**What you should do:**
Restate every record that follows, keeping it exact.

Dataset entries

────────────────────

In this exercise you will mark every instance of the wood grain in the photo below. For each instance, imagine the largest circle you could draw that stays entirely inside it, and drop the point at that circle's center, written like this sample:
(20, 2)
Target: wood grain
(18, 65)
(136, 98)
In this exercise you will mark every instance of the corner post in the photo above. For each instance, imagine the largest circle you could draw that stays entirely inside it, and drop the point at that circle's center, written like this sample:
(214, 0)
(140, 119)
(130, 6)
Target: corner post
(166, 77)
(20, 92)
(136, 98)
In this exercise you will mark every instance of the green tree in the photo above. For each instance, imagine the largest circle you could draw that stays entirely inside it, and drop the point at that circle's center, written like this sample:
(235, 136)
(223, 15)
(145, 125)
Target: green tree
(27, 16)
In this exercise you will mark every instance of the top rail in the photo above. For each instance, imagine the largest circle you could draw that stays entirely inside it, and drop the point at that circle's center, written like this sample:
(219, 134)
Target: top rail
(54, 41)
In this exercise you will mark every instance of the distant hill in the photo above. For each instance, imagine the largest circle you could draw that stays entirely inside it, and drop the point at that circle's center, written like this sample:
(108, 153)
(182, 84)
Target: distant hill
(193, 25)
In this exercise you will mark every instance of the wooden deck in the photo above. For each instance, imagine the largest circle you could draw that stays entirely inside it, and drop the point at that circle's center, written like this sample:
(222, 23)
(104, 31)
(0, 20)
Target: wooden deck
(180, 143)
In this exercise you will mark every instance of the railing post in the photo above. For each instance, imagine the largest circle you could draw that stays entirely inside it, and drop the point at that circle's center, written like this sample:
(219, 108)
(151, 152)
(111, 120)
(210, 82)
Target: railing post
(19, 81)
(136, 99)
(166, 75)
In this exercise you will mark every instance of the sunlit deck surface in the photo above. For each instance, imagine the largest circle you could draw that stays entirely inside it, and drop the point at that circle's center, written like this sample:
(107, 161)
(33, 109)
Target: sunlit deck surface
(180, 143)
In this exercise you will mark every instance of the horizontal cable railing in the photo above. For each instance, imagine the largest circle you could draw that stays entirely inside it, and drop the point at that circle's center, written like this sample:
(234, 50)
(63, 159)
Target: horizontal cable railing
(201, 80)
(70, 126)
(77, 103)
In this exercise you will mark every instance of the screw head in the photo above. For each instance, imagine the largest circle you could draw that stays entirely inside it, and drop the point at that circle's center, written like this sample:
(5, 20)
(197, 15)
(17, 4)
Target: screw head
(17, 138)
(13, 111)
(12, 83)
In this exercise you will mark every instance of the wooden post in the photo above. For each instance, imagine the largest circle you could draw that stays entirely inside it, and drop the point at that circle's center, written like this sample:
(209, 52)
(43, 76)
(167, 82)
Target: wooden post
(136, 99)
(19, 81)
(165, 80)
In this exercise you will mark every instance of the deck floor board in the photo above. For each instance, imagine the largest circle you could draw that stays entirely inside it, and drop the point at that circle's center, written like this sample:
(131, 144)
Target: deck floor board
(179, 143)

────────────────────

**Your solution:**
In this exercise you will mark every instance of the wood grain in the photo below. For each instance, imagine the largest circle you could draw that stays entirely inside it, and drop the point at that circle's center, written like this sample:
(20, 2)
Target: wood grain
(18, 65)
(136, 98)
In this exercise you will mark every instance of the corner post in the photo above. For each instance, imagine the largest circle you could draw that stays entirely inside it, and drop the point at that circle's center, written like this sample:
(214, 0)
(140, 119)
(130, 6)
Target: corner post
(166, 77)
(20, 92)
(136, 98)
In this exercise you will mark every instance of the green tree in the photo above. For each instance, imagine the largest circle you could draw that stays entirely inside it, and drop the point at that circle's center, written like this sample:
(235, 136)
(223, 15)
(145, 125)
Target: green tree
(27, 16)
In this exercise you will mark every instance of the top rail in the photo above. For each instance, imagine the largest circle you could draw that stays entirely inside it, and drop the point at that circle's center, written like this sample:
(219, 134)
Target: top rail
(54, 41)
In this exercise you will mark every instance of the distant hill in the photo above. For each instance, imagine the largest circle you could draw that stays entirely inside it, and drop the point at that circle's center, written like this sample:
(108, 153)
(182, 84)
Target: distant hill
(193, 25)
In this exercise you will mark every instance of the wooden deck in the photo above. For each instance, imagine the largest circle you could draw that stays entirely inside it, and drop the point at that circle's center, written like this sample:
(222, 23)
(104, 31)
(0, 20)
Target: wooden deck
(180, 143)
In this exercise you will mark every instance of the railing post in the photo above. For each instance, imagine the largest circle you could draw that stays entirely inside it, and drop the point at that circle's center, written like this sample:
(219, 108)
(151, 152)
(111, 120)
(210, 82)
Target: railing post
(19, 81)
(136, 99)
(166, 75)
In this exercise you will mark every instance of the sunlit deck surface in the photo above. For each instance, imagine the largest circle you could draw that stays entirely inside it, and drop the point at that circle's center, written like this sample:
(107, 161)
(33, 109)
Target: sunlit deck surface
(180, 143)
In this exercise you will mark every instance of the horizontal cable railing in the photo above. For each instance, imagine the largest circle you could draw that stays entirely inside it, and drop the point at that circle's center, written like this sample:
(234, 50)
(63, 159)
Target: horizontal cable railing
(201, 80)
(70, 126)
(77, 103)
In this exercise you will mark every instance of the screw head in the photo above. For each instance, imagine the largest circle you could draw that stays entirely inside it, and drop the point at that circle's center, written like this sample:
(5, 20)
(197, 15)
(17, 4)
Target: screw head
(17, 138)
(13, 111)
(12, 83)
In this exercise you will mark every instance of the wooden post in the photo above. For each instance, imagine the largest circle you could draw that stays entirely inside it, and drop the point at that circle's center, written like this sample:
(209, 52)
(43, 76)
(167, 82)
Target: wooden post
(136, 99)
(19, 81)
(165, 80)
In this exercise you will mark every instance of the deck floor board in the photo above. For each instance, imagine the largest circle you could draw that stays entirely inside it, and drop the point at that circle's center, written like this sample:
(131, 144)
Target: deck floor board
(179, 143)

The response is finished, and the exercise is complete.